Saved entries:
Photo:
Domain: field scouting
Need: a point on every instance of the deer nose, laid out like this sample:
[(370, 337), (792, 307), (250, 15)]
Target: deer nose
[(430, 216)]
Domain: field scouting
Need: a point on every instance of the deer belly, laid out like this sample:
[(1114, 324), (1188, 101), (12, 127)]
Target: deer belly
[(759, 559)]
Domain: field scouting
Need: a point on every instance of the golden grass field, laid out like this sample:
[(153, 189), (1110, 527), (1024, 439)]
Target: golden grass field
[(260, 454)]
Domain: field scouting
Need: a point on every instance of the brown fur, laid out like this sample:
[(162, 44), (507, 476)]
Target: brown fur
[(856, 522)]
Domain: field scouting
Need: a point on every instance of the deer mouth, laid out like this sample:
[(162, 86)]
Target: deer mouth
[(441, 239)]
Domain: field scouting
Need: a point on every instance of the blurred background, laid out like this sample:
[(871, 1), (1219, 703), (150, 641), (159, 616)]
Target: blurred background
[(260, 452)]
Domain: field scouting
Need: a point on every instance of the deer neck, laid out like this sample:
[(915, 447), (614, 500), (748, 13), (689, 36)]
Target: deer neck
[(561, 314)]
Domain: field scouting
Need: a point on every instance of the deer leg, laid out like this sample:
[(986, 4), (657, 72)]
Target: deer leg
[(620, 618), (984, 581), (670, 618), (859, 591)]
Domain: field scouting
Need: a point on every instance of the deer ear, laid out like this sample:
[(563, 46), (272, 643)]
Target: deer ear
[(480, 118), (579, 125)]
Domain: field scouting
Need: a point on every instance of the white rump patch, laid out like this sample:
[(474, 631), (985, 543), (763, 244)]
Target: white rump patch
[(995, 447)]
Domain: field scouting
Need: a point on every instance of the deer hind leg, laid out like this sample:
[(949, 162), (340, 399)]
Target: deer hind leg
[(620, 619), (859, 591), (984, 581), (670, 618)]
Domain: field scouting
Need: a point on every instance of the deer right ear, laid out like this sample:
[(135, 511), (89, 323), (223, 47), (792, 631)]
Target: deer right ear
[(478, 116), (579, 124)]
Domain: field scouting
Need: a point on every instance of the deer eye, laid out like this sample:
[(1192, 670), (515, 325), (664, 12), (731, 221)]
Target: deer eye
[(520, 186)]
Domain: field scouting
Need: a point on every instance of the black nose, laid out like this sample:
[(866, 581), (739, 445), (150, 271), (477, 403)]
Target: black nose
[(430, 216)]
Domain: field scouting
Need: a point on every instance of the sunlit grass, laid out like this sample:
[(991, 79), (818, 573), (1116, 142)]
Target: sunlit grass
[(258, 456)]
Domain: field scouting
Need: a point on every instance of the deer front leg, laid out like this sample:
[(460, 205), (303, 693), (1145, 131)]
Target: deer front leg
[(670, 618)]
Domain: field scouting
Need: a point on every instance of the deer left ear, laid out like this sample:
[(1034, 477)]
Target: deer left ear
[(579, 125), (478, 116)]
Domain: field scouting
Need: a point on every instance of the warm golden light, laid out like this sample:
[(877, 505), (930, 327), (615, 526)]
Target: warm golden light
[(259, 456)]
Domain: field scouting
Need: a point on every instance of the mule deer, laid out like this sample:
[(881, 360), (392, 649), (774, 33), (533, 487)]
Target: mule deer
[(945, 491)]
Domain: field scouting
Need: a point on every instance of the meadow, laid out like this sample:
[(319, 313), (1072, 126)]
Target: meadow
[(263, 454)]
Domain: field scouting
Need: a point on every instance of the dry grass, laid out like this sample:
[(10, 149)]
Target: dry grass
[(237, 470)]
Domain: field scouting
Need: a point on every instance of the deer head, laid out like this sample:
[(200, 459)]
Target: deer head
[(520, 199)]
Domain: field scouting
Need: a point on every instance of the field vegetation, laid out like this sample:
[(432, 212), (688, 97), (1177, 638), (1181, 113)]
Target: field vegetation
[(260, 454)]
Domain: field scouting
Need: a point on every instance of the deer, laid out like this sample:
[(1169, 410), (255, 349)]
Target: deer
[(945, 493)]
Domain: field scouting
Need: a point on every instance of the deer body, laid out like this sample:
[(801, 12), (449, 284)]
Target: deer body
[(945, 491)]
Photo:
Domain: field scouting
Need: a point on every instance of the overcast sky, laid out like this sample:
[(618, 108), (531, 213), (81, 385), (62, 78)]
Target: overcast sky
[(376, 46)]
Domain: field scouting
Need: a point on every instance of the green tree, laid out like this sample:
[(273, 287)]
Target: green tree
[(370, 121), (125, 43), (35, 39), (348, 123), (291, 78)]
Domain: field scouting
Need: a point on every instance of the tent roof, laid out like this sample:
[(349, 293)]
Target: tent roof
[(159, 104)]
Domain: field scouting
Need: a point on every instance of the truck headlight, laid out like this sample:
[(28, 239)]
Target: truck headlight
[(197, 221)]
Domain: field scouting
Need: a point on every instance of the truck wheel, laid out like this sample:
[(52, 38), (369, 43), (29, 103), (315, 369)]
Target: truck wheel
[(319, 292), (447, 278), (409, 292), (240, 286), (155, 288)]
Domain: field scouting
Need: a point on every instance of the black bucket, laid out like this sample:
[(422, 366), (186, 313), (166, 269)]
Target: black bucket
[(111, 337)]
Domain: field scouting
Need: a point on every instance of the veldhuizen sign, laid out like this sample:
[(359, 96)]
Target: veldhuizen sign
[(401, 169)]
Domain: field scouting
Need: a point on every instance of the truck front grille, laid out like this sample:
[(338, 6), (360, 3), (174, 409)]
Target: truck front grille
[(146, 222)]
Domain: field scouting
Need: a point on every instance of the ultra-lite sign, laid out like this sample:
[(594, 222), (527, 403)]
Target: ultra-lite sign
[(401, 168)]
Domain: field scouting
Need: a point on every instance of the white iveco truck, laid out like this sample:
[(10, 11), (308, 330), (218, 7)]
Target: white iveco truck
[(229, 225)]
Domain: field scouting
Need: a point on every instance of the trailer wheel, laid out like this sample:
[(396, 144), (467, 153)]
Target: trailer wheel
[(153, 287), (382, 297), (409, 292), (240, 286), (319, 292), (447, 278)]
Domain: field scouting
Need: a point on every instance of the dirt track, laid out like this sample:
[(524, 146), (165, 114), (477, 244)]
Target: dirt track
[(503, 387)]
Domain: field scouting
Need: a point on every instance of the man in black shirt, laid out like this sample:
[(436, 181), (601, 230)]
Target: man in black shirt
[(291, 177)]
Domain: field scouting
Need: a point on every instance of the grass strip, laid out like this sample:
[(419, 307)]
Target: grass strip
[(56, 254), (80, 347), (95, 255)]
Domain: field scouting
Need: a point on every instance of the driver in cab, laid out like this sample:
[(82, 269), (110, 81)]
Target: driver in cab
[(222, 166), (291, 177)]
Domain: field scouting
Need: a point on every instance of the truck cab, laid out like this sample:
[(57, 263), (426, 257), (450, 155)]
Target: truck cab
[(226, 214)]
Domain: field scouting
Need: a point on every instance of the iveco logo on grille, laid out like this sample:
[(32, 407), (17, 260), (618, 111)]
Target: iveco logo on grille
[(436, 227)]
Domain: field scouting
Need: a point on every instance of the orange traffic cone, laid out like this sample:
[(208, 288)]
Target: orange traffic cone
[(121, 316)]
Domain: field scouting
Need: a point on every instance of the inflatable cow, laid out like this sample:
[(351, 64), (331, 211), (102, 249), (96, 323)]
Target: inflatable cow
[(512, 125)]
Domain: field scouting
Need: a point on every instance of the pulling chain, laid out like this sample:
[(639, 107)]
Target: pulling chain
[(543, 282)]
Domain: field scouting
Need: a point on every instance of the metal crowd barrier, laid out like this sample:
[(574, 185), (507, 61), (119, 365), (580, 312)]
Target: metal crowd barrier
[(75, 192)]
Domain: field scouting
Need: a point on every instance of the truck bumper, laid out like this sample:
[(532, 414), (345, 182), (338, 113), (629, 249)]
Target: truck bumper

Task objective: The answer must consist solely of the lines from the first line of the data to the line holding "[(1114, 324), (1188, 101), (12, 127)]", each given again exactly.

Task solution:
Photo:
Domain: field scouting
Need: a point on every instance of the deer nose, laid out like this sample:
[(370, 337), (792, 307), (250, 15)]
Target: deer nose
[(430, 216)]
Domain: field scouting
Need: a point on every instance of the deer belly, laid out like this sample:
[(1114, 324), (1188, 101), (12, 127)]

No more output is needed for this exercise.